» **Task goal**
Copy the data below in full, exactly as it appears.

» **Records to use**

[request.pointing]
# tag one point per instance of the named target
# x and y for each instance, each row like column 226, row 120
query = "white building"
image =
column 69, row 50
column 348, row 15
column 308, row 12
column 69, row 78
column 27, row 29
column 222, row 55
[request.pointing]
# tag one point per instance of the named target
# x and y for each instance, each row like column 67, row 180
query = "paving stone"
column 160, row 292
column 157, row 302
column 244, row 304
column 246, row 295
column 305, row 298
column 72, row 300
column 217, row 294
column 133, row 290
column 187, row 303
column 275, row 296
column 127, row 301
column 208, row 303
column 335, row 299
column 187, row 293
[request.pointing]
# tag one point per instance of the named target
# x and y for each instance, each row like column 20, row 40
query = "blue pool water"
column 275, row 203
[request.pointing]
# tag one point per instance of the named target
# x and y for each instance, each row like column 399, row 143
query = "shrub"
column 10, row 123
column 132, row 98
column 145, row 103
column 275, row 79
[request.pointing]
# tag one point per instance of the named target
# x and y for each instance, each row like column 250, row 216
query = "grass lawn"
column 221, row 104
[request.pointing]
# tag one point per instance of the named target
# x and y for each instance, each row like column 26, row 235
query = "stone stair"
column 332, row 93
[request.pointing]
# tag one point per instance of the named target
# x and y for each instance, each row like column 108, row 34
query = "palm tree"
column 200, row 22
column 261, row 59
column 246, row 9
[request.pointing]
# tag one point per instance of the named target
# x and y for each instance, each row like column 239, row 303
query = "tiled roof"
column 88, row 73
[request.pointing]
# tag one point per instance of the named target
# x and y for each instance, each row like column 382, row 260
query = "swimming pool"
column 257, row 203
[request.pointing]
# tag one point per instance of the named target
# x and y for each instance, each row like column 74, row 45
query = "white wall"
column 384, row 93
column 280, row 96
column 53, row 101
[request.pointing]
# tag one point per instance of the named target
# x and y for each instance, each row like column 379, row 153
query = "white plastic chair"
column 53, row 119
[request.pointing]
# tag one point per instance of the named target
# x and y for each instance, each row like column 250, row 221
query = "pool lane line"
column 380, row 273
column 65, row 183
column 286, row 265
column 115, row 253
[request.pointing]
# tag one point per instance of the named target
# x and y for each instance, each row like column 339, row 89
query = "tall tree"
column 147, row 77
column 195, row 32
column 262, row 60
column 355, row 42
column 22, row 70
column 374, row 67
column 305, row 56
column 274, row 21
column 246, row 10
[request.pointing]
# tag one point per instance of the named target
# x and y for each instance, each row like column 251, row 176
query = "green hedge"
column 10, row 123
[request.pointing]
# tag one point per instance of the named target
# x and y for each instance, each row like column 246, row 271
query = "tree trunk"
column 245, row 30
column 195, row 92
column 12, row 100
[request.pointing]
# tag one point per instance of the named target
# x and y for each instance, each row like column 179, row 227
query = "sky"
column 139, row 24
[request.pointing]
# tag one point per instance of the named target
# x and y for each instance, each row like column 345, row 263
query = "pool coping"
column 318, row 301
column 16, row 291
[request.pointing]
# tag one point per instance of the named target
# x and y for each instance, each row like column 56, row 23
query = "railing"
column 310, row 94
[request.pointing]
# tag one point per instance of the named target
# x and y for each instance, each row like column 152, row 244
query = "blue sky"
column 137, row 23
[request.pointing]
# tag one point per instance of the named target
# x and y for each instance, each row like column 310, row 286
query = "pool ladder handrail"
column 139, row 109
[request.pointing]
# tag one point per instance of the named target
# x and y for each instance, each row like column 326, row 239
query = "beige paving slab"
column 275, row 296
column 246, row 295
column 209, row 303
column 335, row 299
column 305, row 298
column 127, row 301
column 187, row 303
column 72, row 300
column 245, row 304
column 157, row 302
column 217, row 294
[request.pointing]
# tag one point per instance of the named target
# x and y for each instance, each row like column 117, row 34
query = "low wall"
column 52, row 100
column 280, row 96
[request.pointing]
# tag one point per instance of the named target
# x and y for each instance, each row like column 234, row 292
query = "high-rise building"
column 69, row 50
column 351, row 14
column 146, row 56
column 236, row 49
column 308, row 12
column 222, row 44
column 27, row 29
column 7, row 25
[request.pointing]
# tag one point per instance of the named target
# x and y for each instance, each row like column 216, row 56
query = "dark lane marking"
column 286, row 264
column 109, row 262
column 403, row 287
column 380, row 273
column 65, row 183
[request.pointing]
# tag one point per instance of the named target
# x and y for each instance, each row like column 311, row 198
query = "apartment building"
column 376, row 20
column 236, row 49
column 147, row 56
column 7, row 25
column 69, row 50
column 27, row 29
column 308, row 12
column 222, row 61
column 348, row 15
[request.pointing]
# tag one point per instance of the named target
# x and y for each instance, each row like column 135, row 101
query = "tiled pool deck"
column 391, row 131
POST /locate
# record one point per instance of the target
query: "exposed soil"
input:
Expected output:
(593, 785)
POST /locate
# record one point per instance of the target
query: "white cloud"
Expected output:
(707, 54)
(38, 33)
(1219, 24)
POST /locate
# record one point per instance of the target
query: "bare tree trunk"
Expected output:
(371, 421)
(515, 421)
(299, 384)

» **Task solution**
[request.pointing]
# tag one point per instance of the named target
# x and y for each instance, each row like column 226, row 120
query = "white building"
image =
column 69, row 50
column 348, row 15
column 308, row 12
column 69, row 78
column 27, row 29
column 222, row 55
[request.pointing]
# tag one point per instance of the named target
# x and y for each instance, each row like column 67, row 180
query = "paving stone"
column 160, row 292
column 157, row 302
column 244, row 304
column 246, row 295
column 305, row 298
column 72, row 300
column 217, row 294
column 133, row 290
column 187, row 303
column 275, row 296
column 127, row 301
column 208, row 303
column 335, row 299
column 187, row 293
[request.pointing]
# tag one point per instance of the named target
# x and y for each instance, each row like column 20, row 40
query = "blue pool water"
column 275, row 203
[request.pointing]
# tag one point per instance of the named target
# x and y for each instance, each row like column 399, row 143
query = "shrub"
column 10, row 123
column 132, row 98
column 145, row 103
column 275, row 79
[request.pointing]
# tag one point per instance of the named target
# x and y for each instance, each row like column 250, row 216
query = "grass lawn"
column 221, row 104
[request.pointing]
# tag one point per instance of the named target
# x and y for each instance, each row like column 26, row 235
query = "stone stair"
column 332, row 93
[request.pointing]
# tag one point per instance of the named target
# x and y for each instance, each row like column 108, row 34
query = "palm tree"
column 200, row 22
column 261, row 59
column 246, row 9
[request.pointing]
# tag one point per instance of the named target
# x and y for each instance, each row like column 239, row 303
query = "tiled roof"
column 88, row 73
[request.pointing]
# tag one point per instance of the named target
# x and y for each instance, each row like column 382, row 260
query = "swimming pool"
column 257, row 203
[request.pointing]
# tag one point per instance of the named target
# x and y for each instance, each row like column 74, row 45
query = "white wall"
column 384, row 93
column 280, row 96
column 53, row 101
[request.pointing]
# tag one point per instance of the named target
# x and y for each instance, each row like column 379, row 153
query = "white plastic chair"
column 53, row 119
[request.pointing]
# tag one point per instance of the named target
# x and y for each instance, each row like column 250, row 221
query = "pool lane line"
column 380, row 273
column 65, row 183
column 286, row 265
column 115, row 253
[request.pointing]
# tag one point per instance of the named target
# x and y for each instance, each row like column 339, row 89
query = "tall tree"
column 147, row 77
column 195, row 32
column 262, row 60
column 355, row 42
column 22, row 70
column 374, row 67
column 305, row 56
column 274, row 21
column 246, row 10
[request.pointing]
# tag one point per instance of the named target
# x and y for each instance, each row like column 251, row 176
query = "green hedge"
column 10, row 123
[request.pointing]
# tag one point per instance of the named target
# x and y for each instance, each row like column 246, row 271
query = "tree trunk"
column 245, row 30
column 195, row 92
column 12, row 100
[request.pointing]
# tag one point per instance of the named target
# x and y for each instance, each row like column 179, row 227
query = "sky"
column 139, row 24
[request.pointing]
# tag one point per instance of the named target
# x and y for each instance, each row like column 345, row 263
query = "pool coping"
column 318, row 301
column 16, row 291
[request.pointing]
# tag one point per instance of the named target
# x and y for each instance, each row like column 56, row 23
query = "railing"
column 310, row 94
[request.pointing]
# tag one point per instance of the named target
# x and y for each instance, each row like column 152, row 244
query = "blue sky"
column 137, row 23
[request.pointing]
# tag one point per instance of the named target
# x and y for each instance, each row like column 310, row 286
query = "pool ladder handrail"
column 139, row 109
[request.pointing]
# tag one point per instance of the named target
# x and y for each instance, each row like column 326, row 239
query = "beige paving slab"
column 275, row 296
column 246, row 295
column 209, row 303
column 335, row 299
column 305, row 298
column 127, row 301
column 187, row 303
column 72, row 300
column 245, row 304
column 157, row 302
column 217, row 294
[request.pointing]
# tag one point per instance of the named target
# x and y for each instance, each row like column 117, row 34
query = "low wall"
column 52, row 100
column 280, row 96
[request.pointing]
# tag one point per instance of the named target
# x and y for each instance, each row like column 234, row 292
query = "high-rise building"
column 69, row 50
column 351, row 14
column 146, row 56
column 236, row 49
column 308, row 12
column 222, row 44
column 27, row 29
column 7, row 25
[request.pointing]
# tag one point per instance of the named target
# x and y for each instance, each row like column 216, row 56
query = "dark lane marking"
column 286, row 264
column 109, row 262
column 403, row 287
column 380, row 273
column 65, row 183
[request.pointing]
# tag one point per instance of the named target
# x and y for each instance, each row like column 311, row 198
query = "apartment building"
column 376, row 20
column 236, row 49
column 147, row 56
column 7, row 25
column 69, row 50
column 27, row 29
column 308, row 12
column 222, row 61
column 348, row 15
[request.pointing]
# tag one point per instance of the named target
# x and y for each instance, each row like column 135, row 101
query = "tiled pool deck"
column 391, row 131
POST /locate
# record one point per instance of the target
query: "exposed soil"
input:
Expected output:
(593, 785)
POST /locate
# record one point per instance of the target
query: "white cloud"
Expected output:
(707, 54)
(38, 33)
(1219, 24)
POST /locate
# record one point per instance of the target
query: "bare tree trunk"
Expected output:
(371, 421)
(515, 421)
(299, 384)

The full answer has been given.